— start SUPPLIED ENTRIES —

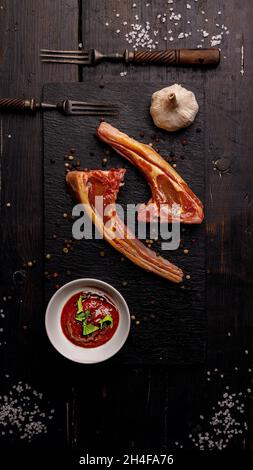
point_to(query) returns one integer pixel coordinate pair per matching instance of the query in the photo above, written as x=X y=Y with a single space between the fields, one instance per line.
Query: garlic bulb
x=173 y=108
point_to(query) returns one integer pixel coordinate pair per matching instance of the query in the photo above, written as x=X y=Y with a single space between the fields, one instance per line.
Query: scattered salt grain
x=20 y=411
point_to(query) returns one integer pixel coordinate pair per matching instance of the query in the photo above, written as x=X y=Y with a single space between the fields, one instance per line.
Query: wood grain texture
x=26 y=27
x=148 y=407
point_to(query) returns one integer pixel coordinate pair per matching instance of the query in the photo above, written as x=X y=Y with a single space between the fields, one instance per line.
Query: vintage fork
x=197 y=57
x=68 y=107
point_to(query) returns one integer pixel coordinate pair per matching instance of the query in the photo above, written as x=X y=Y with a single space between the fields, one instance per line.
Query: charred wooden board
x=171 y=323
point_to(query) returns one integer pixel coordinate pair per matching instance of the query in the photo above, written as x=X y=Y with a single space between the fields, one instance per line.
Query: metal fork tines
x=87 y=109
x=66 y=57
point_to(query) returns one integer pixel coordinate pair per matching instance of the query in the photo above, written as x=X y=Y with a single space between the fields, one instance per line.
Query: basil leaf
x=89 y=328
x=82 y=316
x=106 y=321
x=80 y=304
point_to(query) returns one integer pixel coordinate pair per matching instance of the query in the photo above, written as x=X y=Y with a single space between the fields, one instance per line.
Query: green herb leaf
x=89 y=328
x=80 y=304
x=106 y=321
x=82 y=316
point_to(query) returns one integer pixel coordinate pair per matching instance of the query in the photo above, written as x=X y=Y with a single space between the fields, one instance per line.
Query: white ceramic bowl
x=70 y=350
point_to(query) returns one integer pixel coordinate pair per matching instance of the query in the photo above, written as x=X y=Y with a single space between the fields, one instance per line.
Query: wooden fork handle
x=13 y=104
x=198 y=57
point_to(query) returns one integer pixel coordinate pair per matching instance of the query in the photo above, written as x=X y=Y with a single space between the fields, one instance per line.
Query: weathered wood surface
x=165 y=403
x=171 y=321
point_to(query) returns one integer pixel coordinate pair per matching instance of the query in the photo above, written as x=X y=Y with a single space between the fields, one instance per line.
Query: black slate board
x=172 y=328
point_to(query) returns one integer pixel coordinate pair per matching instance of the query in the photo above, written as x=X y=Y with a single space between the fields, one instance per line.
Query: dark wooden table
x=130 y=408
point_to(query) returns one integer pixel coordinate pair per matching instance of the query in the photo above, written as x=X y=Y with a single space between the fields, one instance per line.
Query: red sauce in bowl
x=99 y=307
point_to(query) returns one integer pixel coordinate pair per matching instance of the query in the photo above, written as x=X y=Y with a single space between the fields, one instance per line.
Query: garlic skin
x=173 y=108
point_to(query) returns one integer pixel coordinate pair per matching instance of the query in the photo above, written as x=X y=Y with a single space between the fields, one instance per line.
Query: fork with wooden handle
x=68 y=107
x=176 y=57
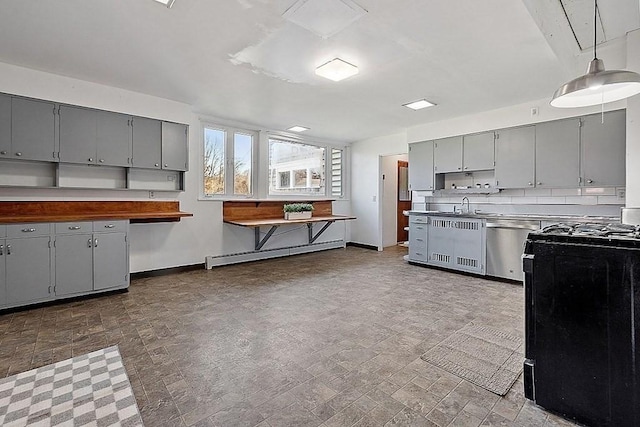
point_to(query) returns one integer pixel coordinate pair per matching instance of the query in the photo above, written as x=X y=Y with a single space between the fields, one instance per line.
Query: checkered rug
x=88 y=390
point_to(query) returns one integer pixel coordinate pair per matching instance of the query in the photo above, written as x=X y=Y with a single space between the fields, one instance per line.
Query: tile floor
x=325 y=339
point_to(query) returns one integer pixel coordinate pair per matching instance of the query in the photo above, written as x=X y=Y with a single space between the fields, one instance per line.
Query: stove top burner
x=594 y=229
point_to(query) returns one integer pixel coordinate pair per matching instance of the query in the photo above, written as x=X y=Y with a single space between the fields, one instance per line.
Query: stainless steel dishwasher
x=505 y=245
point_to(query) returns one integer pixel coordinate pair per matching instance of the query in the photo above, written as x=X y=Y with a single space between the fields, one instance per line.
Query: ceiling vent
x=324 y=18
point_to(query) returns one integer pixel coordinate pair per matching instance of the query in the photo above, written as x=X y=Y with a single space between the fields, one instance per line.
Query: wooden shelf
x=134 y=211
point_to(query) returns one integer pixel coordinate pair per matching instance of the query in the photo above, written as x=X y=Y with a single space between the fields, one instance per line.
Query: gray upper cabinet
x=447 y=155
x=32 y=129
x=77 y=135
x=515 y=157
x=5 y=126
x=113 y=138
x=28 y=272
x=558 y=153
x=94 y=137
x=147 y=149
x=174 y=146
x=421 y=166
x=603 y=149
x=478 y=151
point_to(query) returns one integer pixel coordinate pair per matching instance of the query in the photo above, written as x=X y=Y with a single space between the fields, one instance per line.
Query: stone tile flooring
x=326 y=339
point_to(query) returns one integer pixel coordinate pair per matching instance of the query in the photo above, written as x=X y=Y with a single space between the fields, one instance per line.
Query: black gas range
x=582 y=322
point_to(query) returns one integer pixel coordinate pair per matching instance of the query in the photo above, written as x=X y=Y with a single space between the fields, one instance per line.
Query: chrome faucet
x=468 y=206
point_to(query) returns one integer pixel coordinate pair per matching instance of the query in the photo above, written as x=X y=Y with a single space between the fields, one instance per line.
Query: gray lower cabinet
x=418 y=238
x=515 y=157
x=28 y=269
x=91 y=256
x=32 y=129
x=421 y=166
x=174 y=146
x=603 y=149
x=457 y=243
x=147 y=152
x=42 y=261
x=5 y=126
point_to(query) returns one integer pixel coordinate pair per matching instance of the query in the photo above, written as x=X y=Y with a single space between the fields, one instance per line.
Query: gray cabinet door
x=558 y=153
x=113 y=139
x=28 y=270
x=77 y=135
x=5 y=126
x=147 y=143
x=421 y=166
x=174 y=146
x=447 y=155
x=603 y=149
x=32 y=129
x=74 y=264
x=3 y=289
x=515 y=157
x=110 y=260
x=478 y=151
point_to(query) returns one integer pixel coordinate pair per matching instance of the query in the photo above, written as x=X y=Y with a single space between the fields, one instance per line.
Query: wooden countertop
x=55 y=211
x=282 y=221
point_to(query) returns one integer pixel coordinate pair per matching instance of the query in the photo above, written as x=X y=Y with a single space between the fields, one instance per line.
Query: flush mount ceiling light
x=167 y=3
x=419 y=105
x=597 y=86
x=298 y=128
x=336 y=70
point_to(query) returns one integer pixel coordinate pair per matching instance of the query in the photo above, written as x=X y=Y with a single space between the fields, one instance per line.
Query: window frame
x=229 y=158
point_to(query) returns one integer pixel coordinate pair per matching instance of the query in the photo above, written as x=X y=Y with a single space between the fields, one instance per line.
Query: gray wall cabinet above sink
x=421 y=166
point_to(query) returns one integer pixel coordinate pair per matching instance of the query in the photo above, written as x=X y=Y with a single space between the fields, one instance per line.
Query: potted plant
x=298 y=210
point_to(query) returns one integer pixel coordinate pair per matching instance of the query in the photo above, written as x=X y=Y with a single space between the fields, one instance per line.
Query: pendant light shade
x=597 y=86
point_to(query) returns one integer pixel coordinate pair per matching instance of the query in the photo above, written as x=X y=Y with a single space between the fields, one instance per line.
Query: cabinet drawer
x=73 y=227
x=110 y=226
x=28 y=230
x=422 y=219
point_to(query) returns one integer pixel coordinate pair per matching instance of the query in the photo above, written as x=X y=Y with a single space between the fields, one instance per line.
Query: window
x=296 y=168
x=228 y=162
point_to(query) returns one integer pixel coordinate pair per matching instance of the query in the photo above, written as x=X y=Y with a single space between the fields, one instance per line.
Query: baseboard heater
x=220 y=260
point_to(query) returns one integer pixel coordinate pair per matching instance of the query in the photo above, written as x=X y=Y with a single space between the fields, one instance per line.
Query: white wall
x=389 y=198
x=366 y=185
x=158 y=245
x=633 y=126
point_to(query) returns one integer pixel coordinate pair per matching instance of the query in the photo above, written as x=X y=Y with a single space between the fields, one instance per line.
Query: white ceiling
x=242 y=60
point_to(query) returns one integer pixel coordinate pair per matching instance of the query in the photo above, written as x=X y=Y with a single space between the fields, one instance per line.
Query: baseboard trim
x=166 y=271
x=221 y=260
x=363 y=246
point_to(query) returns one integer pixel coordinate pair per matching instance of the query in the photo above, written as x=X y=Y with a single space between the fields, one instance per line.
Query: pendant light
x=597 y=86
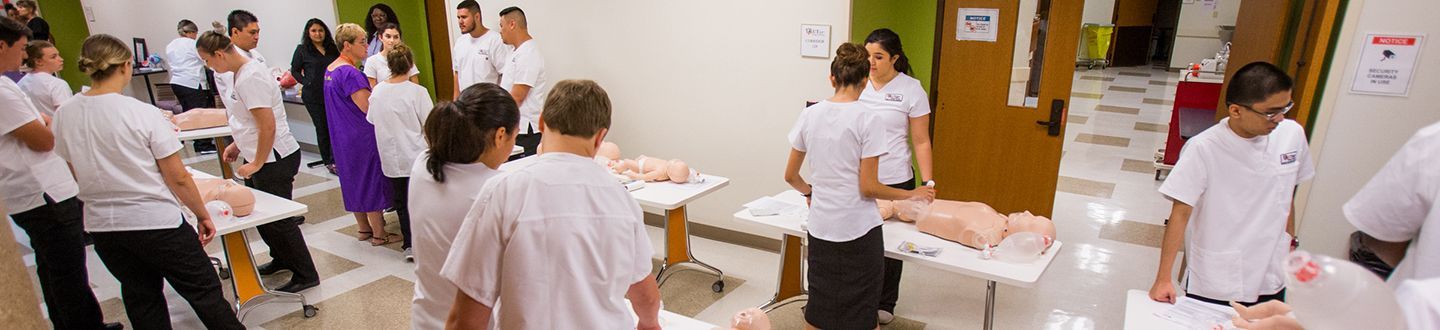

— end SUPPLIED ENTRIES —

Return every line of the records above that contains the word "fork".

SOLUTION TO THIS TASK:
Query: vintage fork
Query: metal fork tines
Query: wooden fork handle
Query: fork with wooden handle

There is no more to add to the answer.